╭──

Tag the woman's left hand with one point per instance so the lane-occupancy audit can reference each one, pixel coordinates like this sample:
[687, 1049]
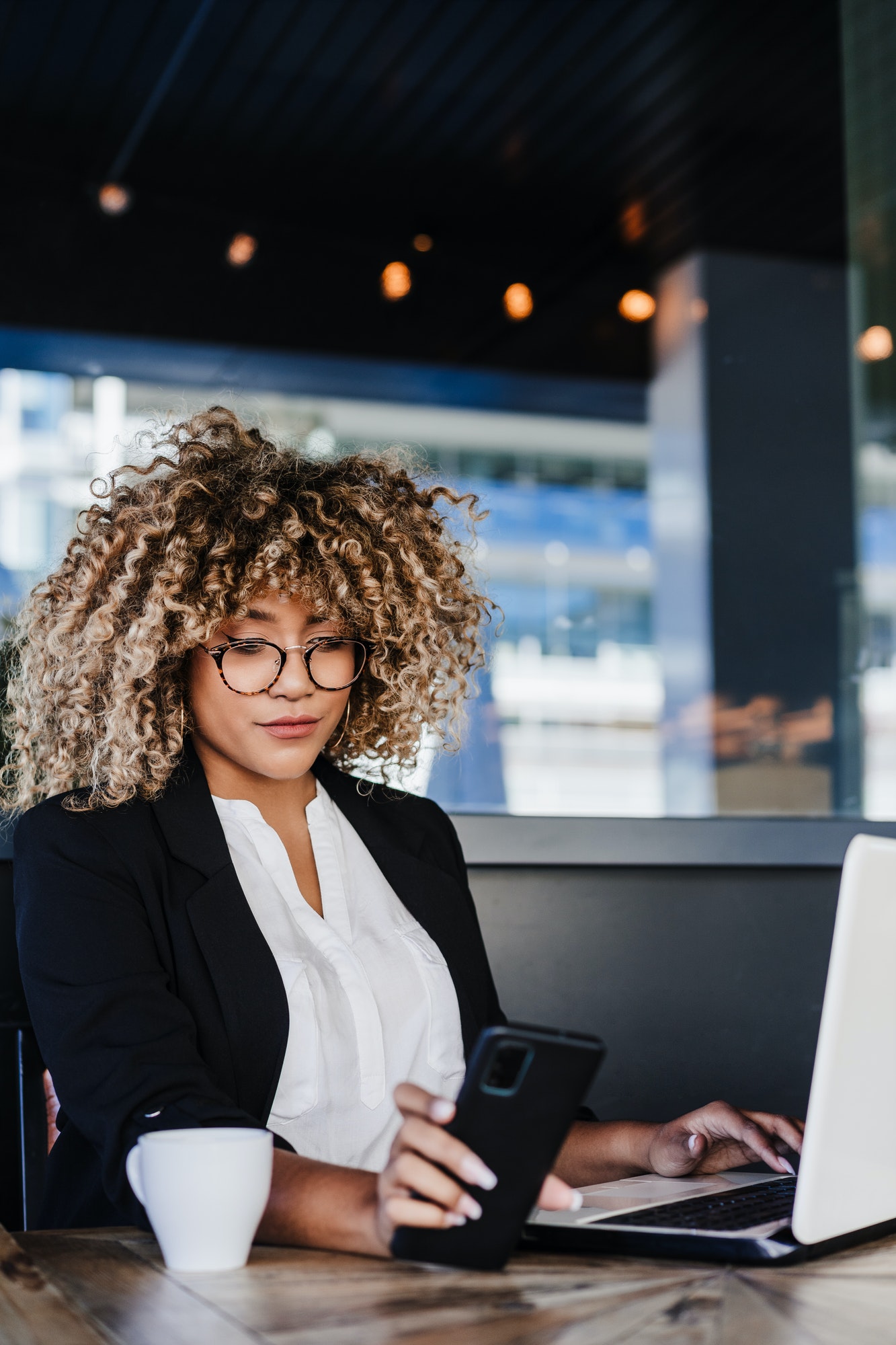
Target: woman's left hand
[719, 1137]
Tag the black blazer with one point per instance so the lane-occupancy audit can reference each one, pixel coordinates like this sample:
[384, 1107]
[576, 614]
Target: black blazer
[154, 995]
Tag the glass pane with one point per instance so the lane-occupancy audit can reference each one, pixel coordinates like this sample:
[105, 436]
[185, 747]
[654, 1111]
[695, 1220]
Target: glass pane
[869, 56]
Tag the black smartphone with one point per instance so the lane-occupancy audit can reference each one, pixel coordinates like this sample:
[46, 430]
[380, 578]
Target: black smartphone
[518, 1100]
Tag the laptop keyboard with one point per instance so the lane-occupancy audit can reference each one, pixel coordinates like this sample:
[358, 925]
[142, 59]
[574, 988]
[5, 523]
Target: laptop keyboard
[745, 1208]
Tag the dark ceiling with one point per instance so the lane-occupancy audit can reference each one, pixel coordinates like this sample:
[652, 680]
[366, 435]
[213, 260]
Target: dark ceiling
[576, 146]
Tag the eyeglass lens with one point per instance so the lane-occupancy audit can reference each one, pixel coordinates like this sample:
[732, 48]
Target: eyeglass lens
[253, 668]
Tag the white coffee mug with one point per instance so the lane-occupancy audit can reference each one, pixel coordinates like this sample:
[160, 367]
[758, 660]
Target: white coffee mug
[205, 1192]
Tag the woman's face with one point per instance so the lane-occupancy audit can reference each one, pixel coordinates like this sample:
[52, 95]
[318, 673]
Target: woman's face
[279, 732]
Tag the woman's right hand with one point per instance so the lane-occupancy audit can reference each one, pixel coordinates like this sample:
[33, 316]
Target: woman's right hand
[425, 1160]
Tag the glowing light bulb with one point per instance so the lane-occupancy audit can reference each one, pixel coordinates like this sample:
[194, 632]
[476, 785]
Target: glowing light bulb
[874, 344]
[114, 198]
[395, 282]
[637, 306]
[243, 249]
[518, 303]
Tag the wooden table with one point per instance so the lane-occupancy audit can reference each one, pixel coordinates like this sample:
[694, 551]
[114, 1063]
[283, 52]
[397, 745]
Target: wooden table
[110, 1285]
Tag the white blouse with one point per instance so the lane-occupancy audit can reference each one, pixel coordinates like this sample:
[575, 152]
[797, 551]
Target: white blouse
[372, 1001]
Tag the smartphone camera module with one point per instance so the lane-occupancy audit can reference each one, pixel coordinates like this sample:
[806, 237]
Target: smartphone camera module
[507, 1069]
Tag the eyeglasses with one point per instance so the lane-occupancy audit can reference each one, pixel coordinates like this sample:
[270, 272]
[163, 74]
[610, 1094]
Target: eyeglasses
[251, 668]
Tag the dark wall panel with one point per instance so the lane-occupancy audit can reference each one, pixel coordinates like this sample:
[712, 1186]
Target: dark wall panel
[704, 983]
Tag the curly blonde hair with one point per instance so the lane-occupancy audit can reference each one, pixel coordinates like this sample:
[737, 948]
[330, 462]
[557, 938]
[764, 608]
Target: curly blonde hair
[177, 548]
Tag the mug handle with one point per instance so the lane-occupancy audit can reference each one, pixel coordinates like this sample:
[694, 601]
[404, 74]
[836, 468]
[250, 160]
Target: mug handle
[132, 1168]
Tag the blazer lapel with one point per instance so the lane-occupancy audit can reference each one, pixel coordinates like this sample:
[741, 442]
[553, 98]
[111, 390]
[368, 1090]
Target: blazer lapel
[432, 896]
[244, 972]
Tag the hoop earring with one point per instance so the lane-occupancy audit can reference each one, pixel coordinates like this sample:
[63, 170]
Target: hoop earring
[345, 726]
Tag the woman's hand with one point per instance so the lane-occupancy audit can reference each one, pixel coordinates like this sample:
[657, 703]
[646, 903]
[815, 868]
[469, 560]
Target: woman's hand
[428, 1161]
[719, 1137]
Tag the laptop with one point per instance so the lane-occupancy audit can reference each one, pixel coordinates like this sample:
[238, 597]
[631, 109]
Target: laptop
[845, 1190]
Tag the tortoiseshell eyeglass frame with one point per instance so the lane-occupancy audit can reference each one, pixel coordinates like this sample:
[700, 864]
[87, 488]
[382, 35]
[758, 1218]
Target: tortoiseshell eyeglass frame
[220, 650]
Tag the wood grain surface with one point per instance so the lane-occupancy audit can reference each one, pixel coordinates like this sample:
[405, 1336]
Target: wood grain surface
[110, 1285]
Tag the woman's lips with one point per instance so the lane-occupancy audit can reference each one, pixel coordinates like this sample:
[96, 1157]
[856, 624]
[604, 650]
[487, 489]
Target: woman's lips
[287, 728]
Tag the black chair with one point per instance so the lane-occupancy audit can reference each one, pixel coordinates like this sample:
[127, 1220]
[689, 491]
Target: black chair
[24, 1114]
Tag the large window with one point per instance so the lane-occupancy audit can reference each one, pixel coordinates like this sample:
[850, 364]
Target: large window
[568, 719]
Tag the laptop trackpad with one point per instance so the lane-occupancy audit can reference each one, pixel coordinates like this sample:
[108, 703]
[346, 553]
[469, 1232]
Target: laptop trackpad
[616, 1198]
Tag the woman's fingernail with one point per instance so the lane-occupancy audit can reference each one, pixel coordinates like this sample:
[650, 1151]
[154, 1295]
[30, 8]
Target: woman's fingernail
[473, 1169]
[470, 1207]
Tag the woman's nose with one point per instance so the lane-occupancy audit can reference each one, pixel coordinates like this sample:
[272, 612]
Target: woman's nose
[294, 679]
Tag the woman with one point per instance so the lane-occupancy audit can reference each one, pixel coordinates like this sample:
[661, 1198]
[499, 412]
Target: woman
[217, 926]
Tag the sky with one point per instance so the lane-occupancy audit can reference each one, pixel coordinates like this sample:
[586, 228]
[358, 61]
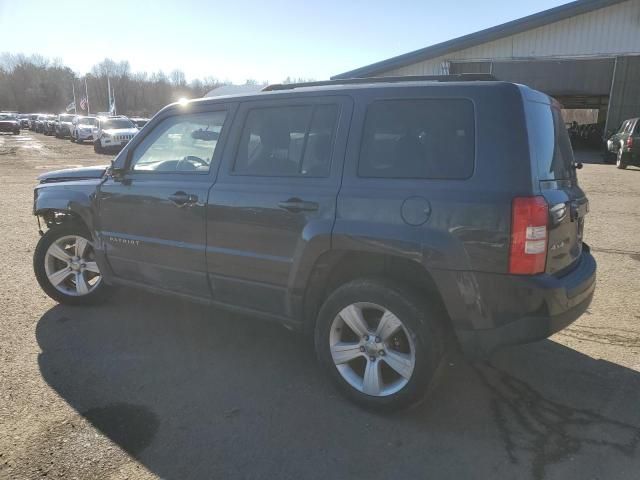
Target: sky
[266, 40]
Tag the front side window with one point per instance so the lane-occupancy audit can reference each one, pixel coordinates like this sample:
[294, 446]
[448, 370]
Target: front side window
[424, 138]
[180, 144]
[287, 141]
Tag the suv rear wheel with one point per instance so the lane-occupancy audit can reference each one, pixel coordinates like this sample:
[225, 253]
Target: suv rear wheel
[65, 266]
[380, 343]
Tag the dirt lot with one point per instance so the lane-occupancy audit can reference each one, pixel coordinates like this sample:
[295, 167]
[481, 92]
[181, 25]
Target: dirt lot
[150, 387]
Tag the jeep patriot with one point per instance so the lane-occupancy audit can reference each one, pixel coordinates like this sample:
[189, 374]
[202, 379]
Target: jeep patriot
[382, 217]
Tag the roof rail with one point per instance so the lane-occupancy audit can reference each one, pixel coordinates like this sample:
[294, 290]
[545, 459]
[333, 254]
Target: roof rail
[458, 77]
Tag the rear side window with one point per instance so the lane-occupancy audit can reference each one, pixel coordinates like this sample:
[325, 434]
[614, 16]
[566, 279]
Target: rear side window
[287, 141]
[426, 138]
[550, 144]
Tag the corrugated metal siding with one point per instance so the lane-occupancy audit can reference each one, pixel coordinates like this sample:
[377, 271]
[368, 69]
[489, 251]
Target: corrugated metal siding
[625, 98]
[610, 31]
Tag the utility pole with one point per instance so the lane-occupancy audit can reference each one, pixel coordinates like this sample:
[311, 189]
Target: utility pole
[86, 93]
[75, 106]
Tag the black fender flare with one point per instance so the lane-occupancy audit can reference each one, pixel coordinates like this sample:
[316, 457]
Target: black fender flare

╰──

◆ **What the task requires**: Everything from the line containing "Tag the woman with" through the last line of the entries is to be output exactly as written, minus any pictures.

◆ **Problem solution**:
Tag the woman with one point per instance so the lane-occupancy audit can reference each one, pixel coordinates like this sample:
[661, 1198]
[499, 412]
Target: woman
[217, 926]
Tag the sky with one point per instance so the lane-occupancy audit can reference each one, pixel coordinates like this sample:
[586, 228]
[358, 61]
Target: sky
[266, 40]
Tag the front side window with one point per instance so the lane-occupancy audit can reference each one, pixel coordinates like this sample:
[294, 446]
[448, 370]
Target: front side window
[424, 138]
[180, 144]
[287, 141]
Tag the suv rear wheel with one point per instance so the lane-occupancy audit can reference each one, pixel coordinates like this sample:
[225, 253]
Target: suv rear wheel
[65, 266]
[380, 343]
Tag the dirt lot with one point per instance so the lane-occupancy audit can reference each one, pixel coordinates like this sample:
[295, 167]
[481, 92]
[181, 25]
Target: dirt lot
[150, 387]
Tag the jeep patriot with one point per instance so the lane-occupancy audit can reference each one, pixel coordinates like this sample:
[189, 374]
[202, 379]
Target: jeep patriot
[382, 217]
Tag the roof rail with one point per instance so the lane-occupancy audit can reference each one, pixel coordinates like this sample:
[294, 290]
[545, 459]
[333, 254]
Target: roof rail
[458, 77]
Tag the rear side window with one point per instance so the lane-occupancy audit can reference each one, pixel coordinates like this sample:
[325, 434]
[614, 16]
[566, 279]
Target: rear side window
[287, 141]
[426, 138]
[550, 144]
Tag the corrugated metal siding with one point per instance so the lane-occupancy audit can reference each one, pixel coordinates like this sample:
[377, 271]
[368, 69]
[489, 251]
Target: corrugated metal siding
[625, 98]
[610, 31]
Tag the utility pole with one point per instance so the lane-occupancy audit can reference each one, pixel coordinates like this sample:
[311, 189]
Target: utility pole
[86, 93]
[75, 106]
Tag the black fender flare with one point per instance so the lane-occupancy audit can reference each one, pixel coordinates like this sample:
[316, 457]
Target: black fender flare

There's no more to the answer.